Text passage
* * *

Even Microsoft is betting on Linux now. No wonder given Win11 not being popular! :D
This is the most absurd news I have read in a while. I for one welcome our new open source overlords.
Nothing new,this is meant for their cloud Linux boxes.

Not meant to replace windows 11 as others are suggesting

Not even at gunpoint would I choose Azure as my cloud provider but great for Linux
qemu-system-x86_64 -cdrom AzureLinux-3.0-x86_64.iso -boot d -m 2048
Hey! I’m part of the larger Azure Linux team. Glad to answer any questions. It is a tad late here though so drop em and I’ll get to them in the morning!
Is Azure running its hypervisors on Linux these days? I read awhile back that they were switching from Windows
even microsoft knows better than to use windows for infrastructure.
Where is the downvote button? Remember: it's EEE all the way.
Wasn't part of one of the big lawsuits 30 years ago that Microsoft could not market a UNIX derivative?
Having watched MSFT slowly chip away at their traditional bread-and-butter OS model with things like OneDrive and Office in the browser, Azure and then WSL, and listening to the Acquired podcast episodes on Microsoft, I wonder why they haven't simply released a Microsoft Linux by now, if only out of pride? Do they feel that by doing so they're broadcasting that they're no longer a computing philosophy leader, and merely a market preference fulfiller (which is itself a backhanded way of saying they meet market demand I guess).
To answer all the comments in this thread at once, and this is my personal opinion, building a distro is easy, releasing a distro and supporting customers that use it is much harder.

* * *

To do
(a) Decide whether each statement agrees with the comment thread about Azure Linux, answering yes or no and quoting the deciding words: (i) One commenter says they belong to the Azure Linux team and offers to answer questions. (ii) One commenter says the release is meant for Microsoft's cloud Linux boxes. (iii) The last comment says that supporting customers who use a distro is easier than building one.
(b) Proceed with the comment thread about Azure Linux, picking up after its final comment.

* * *

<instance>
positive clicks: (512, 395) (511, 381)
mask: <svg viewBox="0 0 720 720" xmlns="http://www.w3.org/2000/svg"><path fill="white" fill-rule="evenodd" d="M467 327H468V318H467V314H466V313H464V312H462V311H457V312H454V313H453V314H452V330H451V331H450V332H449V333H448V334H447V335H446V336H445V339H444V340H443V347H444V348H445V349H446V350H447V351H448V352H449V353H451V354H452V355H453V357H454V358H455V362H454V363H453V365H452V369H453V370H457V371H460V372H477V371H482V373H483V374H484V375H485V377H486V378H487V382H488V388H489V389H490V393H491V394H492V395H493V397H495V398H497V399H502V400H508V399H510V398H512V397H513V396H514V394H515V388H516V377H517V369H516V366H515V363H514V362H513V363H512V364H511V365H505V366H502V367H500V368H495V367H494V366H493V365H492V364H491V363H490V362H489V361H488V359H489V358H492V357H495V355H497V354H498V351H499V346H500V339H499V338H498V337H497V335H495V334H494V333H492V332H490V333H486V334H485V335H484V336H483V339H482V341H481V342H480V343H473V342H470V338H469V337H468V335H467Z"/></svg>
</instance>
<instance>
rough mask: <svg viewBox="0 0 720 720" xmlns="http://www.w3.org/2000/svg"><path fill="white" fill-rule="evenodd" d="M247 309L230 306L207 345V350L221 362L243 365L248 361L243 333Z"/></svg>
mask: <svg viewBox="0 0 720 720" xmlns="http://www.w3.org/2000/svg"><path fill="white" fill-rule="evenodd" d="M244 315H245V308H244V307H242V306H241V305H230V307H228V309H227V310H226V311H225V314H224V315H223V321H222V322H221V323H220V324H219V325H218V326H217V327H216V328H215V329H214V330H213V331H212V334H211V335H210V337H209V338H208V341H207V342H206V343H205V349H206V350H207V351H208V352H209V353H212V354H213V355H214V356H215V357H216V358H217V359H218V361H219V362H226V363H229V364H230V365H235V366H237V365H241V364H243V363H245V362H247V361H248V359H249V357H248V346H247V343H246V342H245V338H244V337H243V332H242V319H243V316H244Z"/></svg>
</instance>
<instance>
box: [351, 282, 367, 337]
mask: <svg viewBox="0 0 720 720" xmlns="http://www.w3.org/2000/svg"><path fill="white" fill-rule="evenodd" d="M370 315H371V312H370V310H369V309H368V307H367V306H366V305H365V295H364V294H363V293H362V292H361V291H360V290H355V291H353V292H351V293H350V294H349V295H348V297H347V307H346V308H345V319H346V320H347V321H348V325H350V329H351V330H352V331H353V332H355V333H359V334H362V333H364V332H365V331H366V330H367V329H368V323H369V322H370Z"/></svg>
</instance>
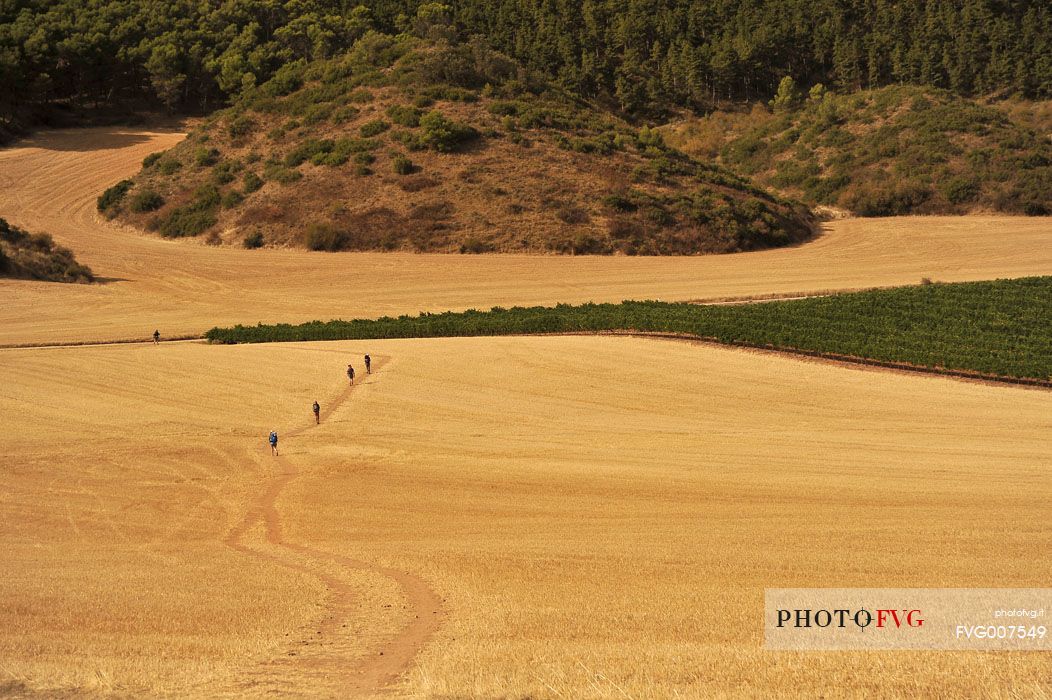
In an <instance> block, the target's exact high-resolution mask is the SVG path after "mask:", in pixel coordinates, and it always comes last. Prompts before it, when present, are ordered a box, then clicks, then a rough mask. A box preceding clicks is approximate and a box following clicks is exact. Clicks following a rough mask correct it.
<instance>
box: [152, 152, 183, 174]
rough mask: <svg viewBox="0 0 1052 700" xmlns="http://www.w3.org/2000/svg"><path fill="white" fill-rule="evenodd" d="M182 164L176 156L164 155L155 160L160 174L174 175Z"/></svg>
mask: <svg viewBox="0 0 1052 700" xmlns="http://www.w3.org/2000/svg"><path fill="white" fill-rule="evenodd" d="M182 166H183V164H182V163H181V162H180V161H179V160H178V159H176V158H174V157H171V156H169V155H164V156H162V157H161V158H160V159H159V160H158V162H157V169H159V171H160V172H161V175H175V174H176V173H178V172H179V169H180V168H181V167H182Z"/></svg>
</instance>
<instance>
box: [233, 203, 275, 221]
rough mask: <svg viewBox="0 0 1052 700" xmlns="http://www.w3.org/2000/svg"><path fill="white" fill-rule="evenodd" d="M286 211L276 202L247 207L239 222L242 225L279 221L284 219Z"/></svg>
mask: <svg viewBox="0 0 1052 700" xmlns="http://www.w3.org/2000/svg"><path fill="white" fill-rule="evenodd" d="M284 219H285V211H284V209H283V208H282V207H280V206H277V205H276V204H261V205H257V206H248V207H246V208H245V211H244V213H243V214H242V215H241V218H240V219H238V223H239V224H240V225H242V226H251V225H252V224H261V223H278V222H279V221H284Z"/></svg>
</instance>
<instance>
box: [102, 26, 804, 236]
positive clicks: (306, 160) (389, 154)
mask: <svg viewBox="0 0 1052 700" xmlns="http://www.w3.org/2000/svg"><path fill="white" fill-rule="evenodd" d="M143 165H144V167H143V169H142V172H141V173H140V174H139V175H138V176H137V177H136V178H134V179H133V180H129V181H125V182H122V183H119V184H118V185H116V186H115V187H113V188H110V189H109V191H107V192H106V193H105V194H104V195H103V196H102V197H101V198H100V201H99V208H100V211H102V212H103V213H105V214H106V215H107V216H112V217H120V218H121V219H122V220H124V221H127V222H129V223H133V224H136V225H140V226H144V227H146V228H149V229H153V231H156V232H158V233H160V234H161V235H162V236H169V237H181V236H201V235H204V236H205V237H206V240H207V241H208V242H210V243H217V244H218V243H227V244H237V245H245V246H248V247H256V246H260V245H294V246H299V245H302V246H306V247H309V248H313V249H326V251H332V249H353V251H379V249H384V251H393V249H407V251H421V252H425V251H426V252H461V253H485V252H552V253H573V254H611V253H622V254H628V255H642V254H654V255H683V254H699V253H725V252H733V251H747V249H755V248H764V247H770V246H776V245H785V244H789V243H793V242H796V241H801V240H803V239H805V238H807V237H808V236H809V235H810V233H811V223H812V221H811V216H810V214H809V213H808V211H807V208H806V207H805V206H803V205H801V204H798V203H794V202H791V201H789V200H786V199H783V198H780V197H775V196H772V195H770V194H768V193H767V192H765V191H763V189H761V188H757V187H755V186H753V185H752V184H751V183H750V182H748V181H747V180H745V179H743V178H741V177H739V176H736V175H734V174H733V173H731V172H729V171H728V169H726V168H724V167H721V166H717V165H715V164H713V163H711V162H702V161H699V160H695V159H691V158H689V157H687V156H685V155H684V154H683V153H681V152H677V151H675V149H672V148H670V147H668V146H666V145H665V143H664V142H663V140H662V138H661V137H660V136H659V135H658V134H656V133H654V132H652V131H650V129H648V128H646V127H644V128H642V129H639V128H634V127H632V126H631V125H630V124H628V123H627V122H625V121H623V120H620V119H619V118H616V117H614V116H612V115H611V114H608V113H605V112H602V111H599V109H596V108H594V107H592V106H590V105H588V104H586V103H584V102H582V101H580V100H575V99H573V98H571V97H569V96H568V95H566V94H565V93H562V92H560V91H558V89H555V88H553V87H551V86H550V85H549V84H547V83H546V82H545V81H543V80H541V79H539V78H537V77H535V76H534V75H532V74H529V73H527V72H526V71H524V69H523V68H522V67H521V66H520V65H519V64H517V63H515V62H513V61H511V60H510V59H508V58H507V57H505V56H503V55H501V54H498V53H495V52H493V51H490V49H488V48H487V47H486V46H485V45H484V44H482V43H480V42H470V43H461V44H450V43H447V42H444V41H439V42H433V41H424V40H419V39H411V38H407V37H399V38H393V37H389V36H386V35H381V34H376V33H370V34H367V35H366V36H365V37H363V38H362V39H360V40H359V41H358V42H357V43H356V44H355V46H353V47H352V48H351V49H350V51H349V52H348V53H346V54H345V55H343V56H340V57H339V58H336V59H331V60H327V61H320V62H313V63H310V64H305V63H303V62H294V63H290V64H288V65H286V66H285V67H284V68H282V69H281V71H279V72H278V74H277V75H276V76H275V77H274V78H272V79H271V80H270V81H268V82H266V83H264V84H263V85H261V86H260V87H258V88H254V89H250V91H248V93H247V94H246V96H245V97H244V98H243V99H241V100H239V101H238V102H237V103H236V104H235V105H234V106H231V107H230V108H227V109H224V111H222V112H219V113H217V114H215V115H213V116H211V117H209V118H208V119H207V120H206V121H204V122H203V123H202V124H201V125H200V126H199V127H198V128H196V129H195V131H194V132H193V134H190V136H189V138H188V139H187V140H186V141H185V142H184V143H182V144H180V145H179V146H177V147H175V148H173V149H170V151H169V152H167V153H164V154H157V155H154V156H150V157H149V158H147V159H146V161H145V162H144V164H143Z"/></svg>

* * *

Answers for each item
(a)
(i) Yes: "Hey! I’m part of the larger Azure Linux team. Glad to answer any questions."
(ii) Yes: "this is meant for their cloud Linux boxes."
(iii) No: "building a distro is easy, releasing a distro and supporting customers that use it is much harder."

(b)
I wonder where this sits in the “Embrace, extend and extinguish” cycle. I would avoid this distro like the plague for fear of future lock-in.
If it’s derived from Red Hat, I don’t understand why not simply work/collaborate with Red Hat on this rather than splitting the codebase and creating new forks?
we do work and collaborate in fedora upstream. the reason for having a separate distro is to serve a different audience. there are several things to balance like life/supportability cycle, hardware enablement vs. legacy work, etc.
How many Microsoft employees are working on Azure Linux in 2026 (full-time equivalents)? Github Project Page lists ~ 195 contributors today.

Is Azure Linux relying on community contributions, and MS employees do not write code, justt review, plan, coordinate? Or is it the other way around, Microsoft developers do most of the work, and occasionally accept a small PR and interesting feature requests from the community, here and there?